--- START Given data ---
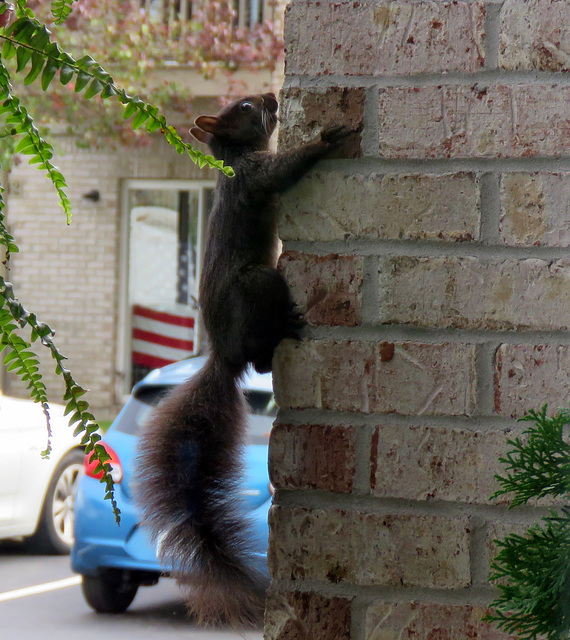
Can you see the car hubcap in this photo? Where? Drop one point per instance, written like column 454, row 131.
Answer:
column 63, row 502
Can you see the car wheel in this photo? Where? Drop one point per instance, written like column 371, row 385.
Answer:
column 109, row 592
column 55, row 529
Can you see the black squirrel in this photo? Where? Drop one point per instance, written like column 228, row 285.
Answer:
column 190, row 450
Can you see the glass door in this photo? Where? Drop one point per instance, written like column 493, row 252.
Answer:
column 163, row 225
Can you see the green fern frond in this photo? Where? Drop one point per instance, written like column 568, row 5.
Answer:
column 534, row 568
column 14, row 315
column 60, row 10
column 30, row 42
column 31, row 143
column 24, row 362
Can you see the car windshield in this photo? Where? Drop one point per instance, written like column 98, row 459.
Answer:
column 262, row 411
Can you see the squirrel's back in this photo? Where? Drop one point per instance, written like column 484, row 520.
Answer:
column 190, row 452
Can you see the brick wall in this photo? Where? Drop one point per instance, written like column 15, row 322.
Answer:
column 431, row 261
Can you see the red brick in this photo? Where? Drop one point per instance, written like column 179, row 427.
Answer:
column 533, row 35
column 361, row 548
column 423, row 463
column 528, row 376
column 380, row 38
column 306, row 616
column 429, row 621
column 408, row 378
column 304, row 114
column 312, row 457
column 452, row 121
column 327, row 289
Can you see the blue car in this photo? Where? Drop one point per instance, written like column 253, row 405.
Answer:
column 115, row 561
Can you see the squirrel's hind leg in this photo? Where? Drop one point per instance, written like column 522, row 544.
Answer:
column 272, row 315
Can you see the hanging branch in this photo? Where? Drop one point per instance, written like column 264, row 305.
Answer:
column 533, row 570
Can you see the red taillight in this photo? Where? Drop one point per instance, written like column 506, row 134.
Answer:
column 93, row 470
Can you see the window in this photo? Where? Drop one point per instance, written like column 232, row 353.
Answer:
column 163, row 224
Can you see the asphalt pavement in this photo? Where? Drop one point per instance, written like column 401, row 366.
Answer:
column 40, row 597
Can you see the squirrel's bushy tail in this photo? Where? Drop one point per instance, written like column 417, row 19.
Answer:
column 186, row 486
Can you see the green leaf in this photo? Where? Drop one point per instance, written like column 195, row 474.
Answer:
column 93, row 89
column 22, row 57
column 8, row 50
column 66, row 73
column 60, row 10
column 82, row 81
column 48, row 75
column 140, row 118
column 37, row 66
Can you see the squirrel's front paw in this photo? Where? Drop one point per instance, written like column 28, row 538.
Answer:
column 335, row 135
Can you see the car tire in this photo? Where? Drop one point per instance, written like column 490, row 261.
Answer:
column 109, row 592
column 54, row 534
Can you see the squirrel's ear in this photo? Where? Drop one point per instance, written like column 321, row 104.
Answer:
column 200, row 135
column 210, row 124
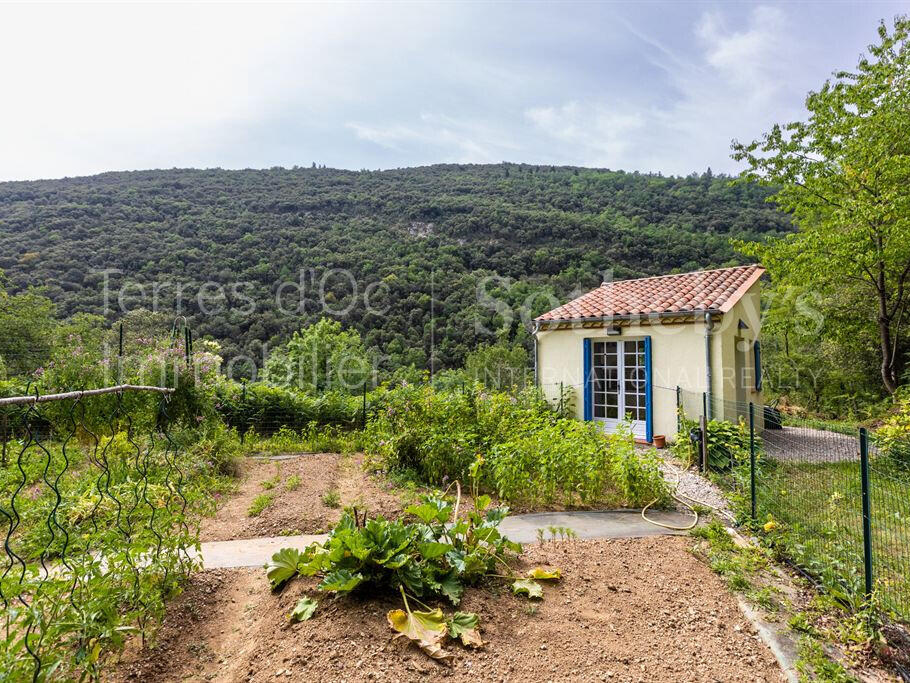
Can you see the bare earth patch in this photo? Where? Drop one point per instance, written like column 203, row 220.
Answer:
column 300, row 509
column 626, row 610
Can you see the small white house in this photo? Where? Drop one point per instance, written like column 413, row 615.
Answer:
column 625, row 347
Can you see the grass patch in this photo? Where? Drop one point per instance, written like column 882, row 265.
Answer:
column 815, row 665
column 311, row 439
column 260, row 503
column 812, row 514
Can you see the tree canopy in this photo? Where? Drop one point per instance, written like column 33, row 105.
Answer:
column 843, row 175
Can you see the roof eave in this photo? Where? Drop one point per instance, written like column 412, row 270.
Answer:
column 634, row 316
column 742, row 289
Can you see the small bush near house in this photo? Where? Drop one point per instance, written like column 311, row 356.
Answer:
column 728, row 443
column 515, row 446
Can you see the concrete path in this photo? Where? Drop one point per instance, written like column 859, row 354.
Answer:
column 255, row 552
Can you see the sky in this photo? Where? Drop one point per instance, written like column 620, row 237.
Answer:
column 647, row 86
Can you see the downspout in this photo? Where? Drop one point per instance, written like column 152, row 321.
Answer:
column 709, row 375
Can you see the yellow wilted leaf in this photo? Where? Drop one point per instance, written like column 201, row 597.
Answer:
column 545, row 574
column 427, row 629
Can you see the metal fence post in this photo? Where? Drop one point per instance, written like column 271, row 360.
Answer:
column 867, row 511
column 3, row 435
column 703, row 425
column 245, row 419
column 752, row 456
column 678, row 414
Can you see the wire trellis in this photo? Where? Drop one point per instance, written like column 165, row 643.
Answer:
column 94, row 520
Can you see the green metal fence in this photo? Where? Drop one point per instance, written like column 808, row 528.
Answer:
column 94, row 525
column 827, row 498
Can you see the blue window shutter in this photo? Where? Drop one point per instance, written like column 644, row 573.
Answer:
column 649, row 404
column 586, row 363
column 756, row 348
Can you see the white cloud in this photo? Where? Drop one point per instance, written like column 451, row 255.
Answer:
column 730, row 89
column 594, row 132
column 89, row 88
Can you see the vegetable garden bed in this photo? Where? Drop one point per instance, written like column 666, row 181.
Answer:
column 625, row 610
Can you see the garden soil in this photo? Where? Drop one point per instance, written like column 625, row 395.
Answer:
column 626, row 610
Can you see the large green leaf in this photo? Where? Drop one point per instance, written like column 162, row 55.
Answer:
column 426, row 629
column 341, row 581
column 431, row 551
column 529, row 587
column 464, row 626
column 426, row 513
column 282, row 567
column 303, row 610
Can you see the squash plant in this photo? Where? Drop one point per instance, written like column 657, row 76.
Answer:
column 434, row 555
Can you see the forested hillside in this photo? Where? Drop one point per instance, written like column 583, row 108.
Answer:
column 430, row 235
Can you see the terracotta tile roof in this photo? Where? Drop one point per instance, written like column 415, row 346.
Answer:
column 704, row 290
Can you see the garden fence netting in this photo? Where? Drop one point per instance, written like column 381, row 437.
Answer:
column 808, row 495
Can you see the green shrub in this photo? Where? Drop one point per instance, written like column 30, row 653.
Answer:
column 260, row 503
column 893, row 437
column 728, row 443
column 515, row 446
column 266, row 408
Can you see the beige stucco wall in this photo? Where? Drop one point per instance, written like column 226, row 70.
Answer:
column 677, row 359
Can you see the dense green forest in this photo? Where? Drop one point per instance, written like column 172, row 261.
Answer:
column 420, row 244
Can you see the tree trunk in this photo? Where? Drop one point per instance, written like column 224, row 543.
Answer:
--- END Given data ---
Requirement:
Please copy the part of the data above that opens with the line containing "Can you see the green shrub" and closes with the line containing "column 266, row 408", replacing "green shrub" with "leafy bush" and leaving everything else unchanged.

Expected answer:
Can you see the leafy bush in this photo? Where? Drop one point per instance, written like column 30, row 653.
Answer:
column 260, row 503
column 893, row 437
column 728, row 443
column 515, row 446
column 266, row 408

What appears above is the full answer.